#### What to work on
Would you please output the lines of the data below from the one containing "the tow hitch" to the end, exactly and with nothing added?

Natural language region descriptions
* * *

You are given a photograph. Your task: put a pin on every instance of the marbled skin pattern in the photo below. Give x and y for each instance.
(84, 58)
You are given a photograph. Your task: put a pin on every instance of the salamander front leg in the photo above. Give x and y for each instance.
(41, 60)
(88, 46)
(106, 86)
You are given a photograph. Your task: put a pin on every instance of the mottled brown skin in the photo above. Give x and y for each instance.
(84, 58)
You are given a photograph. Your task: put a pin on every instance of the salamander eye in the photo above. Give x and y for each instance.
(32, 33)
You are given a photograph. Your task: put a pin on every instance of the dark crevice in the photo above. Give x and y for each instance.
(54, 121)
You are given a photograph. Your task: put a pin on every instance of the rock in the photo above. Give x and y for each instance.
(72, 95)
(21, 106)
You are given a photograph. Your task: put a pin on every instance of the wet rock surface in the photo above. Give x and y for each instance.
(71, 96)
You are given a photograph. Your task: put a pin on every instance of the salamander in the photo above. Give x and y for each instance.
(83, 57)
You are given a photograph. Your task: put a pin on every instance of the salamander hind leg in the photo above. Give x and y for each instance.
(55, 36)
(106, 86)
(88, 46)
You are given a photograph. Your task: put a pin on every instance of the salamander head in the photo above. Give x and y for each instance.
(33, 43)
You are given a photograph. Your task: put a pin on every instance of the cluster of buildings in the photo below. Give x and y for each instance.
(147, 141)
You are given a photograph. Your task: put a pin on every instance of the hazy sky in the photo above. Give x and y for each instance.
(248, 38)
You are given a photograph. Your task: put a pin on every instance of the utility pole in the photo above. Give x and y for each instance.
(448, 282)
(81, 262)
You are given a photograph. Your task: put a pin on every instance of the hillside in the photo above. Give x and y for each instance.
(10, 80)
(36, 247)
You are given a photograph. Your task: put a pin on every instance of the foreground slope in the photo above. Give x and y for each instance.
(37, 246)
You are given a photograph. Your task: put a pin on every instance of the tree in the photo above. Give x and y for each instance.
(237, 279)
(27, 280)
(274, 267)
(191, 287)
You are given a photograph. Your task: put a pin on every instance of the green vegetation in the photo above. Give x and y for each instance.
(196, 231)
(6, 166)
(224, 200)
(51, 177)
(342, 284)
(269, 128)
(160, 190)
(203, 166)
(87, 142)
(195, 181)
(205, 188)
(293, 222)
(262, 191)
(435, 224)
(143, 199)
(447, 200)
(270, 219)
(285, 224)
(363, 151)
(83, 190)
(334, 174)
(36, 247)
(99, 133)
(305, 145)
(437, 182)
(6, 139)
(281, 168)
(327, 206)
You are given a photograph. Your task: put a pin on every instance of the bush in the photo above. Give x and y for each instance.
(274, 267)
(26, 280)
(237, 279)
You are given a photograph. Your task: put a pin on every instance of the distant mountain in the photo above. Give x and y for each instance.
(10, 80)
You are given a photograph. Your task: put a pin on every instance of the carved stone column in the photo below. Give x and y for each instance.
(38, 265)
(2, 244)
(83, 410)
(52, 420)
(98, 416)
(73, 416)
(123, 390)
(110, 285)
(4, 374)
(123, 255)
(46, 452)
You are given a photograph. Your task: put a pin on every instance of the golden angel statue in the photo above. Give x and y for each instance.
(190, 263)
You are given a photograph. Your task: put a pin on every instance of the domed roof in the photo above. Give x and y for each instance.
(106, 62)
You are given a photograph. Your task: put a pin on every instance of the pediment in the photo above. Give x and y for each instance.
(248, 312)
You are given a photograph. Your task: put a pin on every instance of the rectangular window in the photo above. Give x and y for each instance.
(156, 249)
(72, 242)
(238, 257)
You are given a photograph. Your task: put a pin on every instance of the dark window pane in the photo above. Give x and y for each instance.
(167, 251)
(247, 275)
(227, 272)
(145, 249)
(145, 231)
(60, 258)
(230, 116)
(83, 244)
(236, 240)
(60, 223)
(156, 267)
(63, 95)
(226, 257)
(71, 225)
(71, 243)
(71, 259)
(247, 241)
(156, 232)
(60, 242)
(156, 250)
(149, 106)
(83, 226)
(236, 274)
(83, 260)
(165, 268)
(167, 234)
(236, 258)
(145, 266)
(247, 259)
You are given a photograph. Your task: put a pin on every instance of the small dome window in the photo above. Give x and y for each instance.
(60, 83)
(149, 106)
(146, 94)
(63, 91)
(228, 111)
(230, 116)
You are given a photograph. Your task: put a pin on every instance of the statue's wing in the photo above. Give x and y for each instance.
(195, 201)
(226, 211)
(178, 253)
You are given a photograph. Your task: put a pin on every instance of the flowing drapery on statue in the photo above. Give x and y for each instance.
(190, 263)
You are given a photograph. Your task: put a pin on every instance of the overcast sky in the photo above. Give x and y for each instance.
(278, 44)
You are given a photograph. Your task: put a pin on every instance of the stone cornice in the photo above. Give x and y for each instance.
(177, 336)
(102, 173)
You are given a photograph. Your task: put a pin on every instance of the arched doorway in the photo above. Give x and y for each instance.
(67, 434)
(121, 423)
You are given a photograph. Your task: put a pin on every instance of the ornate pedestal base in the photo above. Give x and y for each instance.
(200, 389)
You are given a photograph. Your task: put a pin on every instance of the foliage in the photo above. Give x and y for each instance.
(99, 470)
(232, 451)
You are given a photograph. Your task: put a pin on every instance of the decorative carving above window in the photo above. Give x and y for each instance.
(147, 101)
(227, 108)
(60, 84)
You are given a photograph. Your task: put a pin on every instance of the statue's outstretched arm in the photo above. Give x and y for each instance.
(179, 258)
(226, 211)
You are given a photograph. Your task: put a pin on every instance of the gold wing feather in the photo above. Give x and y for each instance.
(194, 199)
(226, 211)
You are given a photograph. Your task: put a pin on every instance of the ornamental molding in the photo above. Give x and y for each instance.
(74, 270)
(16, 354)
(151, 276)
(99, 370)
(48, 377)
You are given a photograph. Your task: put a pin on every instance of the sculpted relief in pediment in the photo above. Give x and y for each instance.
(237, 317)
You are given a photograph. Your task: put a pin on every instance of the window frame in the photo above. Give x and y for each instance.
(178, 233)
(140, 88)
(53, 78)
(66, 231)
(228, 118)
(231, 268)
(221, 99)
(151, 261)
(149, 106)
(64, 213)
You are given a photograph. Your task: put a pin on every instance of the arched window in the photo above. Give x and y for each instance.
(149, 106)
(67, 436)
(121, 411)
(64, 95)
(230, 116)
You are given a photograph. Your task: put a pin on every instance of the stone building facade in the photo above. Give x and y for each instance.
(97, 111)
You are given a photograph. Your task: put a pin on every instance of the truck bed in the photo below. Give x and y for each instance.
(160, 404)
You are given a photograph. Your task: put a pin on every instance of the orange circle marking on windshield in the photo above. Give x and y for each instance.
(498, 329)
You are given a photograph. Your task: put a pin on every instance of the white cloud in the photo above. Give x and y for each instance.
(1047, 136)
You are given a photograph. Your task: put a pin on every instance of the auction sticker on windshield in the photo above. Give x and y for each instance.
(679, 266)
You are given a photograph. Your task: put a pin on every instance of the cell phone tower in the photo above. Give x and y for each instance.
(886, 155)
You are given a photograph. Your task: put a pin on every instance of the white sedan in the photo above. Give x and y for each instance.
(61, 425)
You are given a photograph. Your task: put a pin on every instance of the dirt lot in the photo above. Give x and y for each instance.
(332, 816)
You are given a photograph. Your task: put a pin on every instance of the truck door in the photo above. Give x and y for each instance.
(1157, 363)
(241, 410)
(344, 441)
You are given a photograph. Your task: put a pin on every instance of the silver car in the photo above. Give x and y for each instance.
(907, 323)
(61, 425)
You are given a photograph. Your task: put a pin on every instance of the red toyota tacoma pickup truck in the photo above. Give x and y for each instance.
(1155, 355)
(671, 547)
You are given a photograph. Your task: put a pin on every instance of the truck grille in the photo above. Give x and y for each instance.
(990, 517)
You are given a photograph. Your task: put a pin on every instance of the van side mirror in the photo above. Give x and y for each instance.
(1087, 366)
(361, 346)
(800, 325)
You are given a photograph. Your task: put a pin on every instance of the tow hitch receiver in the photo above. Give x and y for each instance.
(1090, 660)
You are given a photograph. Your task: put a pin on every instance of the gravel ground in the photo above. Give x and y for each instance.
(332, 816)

* * *

#### Exercise response
You are given a photograph. Your task: put a pin on every instance of the tow hitch receiver in the photo above. Give x and y for each instance.
(1090, 660)
You are given a photograph. Your task: put a pin on every instance of the gravel ground in the photo above. Give x and y for each instance.
(332, 816)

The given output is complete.